▸ 抜粋文
障がい者専用パーキングに無許可で駐車したら、
500ドルの罰金なんだって!日本よりずっと厳しいなあ
ハワイを車で移動するために、今回もっとも重要だったのは、障がい者用のプラカードをもらうことだった。
ハワイ州ではDCAB(Disability and Communication Access Board)という部署が、障がい者への対応を行っているらしく、専用の駐車場するための許可証を発行してくれた。
ハワイでは、車椅子ユーザーか否かというよりも、フロントガラスにDCABが発行したプラカードがあるかどうかで、専用の駐車スペースに駐車できるかが決まっている。

日本のプラカードとふたつを並べた
専用の駐車スペースに停車するプラカードがない車に対して、ポリスが切符を切るというのはよくあるそうだ。
最高で500ドルまでの罰金となっていて、日本より遥かに厳しいルールになっている。
一般の人は停めないというのは当たり前だが、そこはしっかりきっかりしているんだなあと感じた。
日本で発行してもらった駐車許可証を添付し、DCABにメールで申し込むと、エアーメールで10日後ぐらいに許可証が送られてきた。
その英文の駐車許可証と、日本でいただいている許可書をふたつ並べて、フロントガラスに置く。
シャワールームにバリアフリーにプールのリフトに…etc
ホテルの希望条件はいっぱいだ
準備編の最後はホテルだ。
今回のホテル選びの条件は、部屋にシャワールームがあること。
またぐ必要がある浴槽のみは不可。シャワールームまで車椅子で入って行けること、シャワーチェアが完備されていること、プールにリフトがついていること。
バリアフリールームだったらなお可。

シャワーチェアーは大切
本当は大人数なので、キッチンやリビングが付いているコンドミニアムがのぞましい。
そんな条件で探しに探したが、とにかく独立記念日でホテルがない。
5人なので二部屋に分かれてしまったが、ようやく予約ができた。
ハワイの道と日本の道
どちらも考えてつくられているんだなあ
そんな準備を終えて、ボクたちはハワイにやってきた。
昼過ぎに到着したボクと娘、妻の三人はタクシーでホテルに向かった。
先に着いていたVRのワークショップでいつもお世話になっている東大の登嶋さんと、これまた違うところからやってきた妻の友人。
彼らとハワイのホテルで待ち合わせしていた。

▸ 資料
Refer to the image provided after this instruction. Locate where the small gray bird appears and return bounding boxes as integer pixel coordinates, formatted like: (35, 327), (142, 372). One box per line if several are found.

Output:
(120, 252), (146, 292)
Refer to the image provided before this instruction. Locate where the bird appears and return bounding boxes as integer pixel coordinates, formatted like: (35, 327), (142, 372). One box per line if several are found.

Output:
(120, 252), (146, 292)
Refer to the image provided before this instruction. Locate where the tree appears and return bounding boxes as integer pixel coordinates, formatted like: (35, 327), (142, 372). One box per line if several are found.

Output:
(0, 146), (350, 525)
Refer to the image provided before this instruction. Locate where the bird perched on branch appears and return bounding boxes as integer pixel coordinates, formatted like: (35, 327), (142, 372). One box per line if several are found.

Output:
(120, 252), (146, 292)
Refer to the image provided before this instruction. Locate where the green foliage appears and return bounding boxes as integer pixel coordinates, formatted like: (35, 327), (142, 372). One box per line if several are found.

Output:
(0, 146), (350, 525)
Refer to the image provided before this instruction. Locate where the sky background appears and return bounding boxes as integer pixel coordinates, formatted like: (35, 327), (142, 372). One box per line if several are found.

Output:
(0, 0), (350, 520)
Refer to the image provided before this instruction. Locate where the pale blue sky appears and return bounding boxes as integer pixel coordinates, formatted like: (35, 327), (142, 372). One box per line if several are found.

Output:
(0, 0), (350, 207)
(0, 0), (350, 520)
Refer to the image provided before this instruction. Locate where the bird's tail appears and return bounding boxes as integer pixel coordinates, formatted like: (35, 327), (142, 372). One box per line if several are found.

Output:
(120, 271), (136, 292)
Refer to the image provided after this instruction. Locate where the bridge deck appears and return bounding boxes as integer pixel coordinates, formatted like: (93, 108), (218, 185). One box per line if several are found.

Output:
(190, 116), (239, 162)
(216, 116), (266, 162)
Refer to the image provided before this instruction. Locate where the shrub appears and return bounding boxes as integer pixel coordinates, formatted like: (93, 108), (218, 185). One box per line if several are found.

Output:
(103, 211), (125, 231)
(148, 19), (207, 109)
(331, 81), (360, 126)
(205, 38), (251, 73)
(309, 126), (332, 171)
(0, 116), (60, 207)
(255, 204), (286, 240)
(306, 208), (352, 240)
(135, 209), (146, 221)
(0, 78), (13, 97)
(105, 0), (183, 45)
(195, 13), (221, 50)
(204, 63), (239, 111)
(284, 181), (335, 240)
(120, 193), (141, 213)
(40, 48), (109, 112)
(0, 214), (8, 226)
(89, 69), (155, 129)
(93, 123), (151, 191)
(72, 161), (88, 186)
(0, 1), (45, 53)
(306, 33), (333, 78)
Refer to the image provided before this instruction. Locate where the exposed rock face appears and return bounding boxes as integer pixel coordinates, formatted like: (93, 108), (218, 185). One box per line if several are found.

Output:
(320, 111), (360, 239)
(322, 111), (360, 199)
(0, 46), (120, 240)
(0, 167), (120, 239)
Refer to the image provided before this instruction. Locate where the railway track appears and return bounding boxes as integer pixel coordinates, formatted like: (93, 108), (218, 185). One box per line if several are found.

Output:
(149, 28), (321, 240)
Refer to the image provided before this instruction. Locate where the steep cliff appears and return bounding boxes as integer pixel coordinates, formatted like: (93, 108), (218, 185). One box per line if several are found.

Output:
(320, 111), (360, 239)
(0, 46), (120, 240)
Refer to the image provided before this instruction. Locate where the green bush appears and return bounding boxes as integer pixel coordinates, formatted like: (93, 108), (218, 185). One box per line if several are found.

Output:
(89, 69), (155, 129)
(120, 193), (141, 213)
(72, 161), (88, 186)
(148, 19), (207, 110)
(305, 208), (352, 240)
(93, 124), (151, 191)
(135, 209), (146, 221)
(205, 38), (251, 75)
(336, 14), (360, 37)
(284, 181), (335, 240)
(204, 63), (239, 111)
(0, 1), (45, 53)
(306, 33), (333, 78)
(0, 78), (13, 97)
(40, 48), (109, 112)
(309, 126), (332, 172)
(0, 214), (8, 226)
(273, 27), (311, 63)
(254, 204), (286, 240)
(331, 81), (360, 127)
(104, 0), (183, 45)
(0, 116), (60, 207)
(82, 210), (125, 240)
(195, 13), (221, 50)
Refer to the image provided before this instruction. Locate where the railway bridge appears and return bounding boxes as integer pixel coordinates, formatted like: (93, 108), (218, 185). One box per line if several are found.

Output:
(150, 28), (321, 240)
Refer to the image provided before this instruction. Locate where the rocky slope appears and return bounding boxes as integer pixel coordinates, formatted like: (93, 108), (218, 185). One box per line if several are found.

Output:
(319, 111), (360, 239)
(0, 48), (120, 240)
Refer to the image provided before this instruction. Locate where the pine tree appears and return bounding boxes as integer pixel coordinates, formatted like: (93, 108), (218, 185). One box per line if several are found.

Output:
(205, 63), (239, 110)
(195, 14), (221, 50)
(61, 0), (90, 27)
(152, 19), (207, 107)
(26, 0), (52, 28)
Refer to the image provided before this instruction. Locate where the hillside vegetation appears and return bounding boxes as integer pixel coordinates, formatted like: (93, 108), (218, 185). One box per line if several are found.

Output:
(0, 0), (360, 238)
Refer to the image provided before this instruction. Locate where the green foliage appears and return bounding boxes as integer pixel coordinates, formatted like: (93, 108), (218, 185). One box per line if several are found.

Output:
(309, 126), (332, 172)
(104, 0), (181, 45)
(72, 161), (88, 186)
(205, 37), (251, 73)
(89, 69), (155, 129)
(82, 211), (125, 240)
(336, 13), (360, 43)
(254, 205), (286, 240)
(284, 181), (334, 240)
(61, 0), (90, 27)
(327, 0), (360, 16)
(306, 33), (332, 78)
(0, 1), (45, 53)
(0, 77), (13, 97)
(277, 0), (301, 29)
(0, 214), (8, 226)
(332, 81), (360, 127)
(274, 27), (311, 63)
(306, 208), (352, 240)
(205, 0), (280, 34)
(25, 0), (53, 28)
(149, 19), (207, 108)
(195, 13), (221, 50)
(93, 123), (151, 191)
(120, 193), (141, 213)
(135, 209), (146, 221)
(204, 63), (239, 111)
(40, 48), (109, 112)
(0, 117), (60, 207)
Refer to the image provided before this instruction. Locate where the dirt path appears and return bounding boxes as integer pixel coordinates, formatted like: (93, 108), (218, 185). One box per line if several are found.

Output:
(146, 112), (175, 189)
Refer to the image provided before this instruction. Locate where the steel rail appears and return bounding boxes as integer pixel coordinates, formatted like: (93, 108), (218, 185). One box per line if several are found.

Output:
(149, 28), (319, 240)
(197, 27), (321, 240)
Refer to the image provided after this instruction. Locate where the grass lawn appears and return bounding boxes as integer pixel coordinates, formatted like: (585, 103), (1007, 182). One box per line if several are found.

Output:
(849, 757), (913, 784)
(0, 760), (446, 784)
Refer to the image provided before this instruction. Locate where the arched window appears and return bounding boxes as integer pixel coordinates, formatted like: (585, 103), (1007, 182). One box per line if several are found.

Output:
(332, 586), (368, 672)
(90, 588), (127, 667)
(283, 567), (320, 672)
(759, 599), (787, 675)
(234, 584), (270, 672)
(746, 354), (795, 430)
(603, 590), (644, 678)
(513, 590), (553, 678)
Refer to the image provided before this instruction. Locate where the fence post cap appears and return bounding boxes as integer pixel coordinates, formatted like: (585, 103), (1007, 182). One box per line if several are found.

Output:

▸ 取り組む課題
抜粋文を「一般の人は停めないというのは」を含む箇所から始めて「そんな条件で探しに探したが、とにかく独立記念日でホテルがない。」までの範囲で書き直し、その中の「コンドミニアム」を「貸別荘」に改めなさい。 ここに示した記録は使わなくてよい。

▸ 最終結果
一般の人は停めないというのは当たり前だが、そこはしっかりきっかりしているんだなあと感じた。
日本で発行してもらった駐車許可証を添付し、DCABにメールで申し込むと、エアーメールで10日後ぐらいに許可証が送られてきた。
その英文の駐車許可証と、日本でいただいている許可書をふたつ並べて、フロントガラスに置く。
シャワールームにバリアフリーにプールのリフトに…etc
ホテルの希望条件はいっぱいだ
準備編の最後はホテルだ。
今回のホテル選びの条件は、部屋にシャワールームがあること。
またぐ必要がある浴槽のみは不可。シャワールームまで車椅子で入って行けること、シャワーチェアが完備されていること、プールにリフトがついていること。
バリアフリールームだったらなお可。

シャワーチェアーは大切
本当は大人数なので、キッチンやリビングが付いている貸別荘がのぞましい。
そんな条件で探しに探したが、とにかく独立記念日でホテルがない。